Required work - Retype every entry below exactly as it stands.

++++ Data ++++

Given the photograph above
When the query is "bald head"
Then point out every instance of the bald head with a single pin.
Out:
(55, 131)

++++

Exercise answer -
Given the photograph above
When the query is "bald head"
Then point out every instance of the bald head with a single pin.
Out:
(55, 131)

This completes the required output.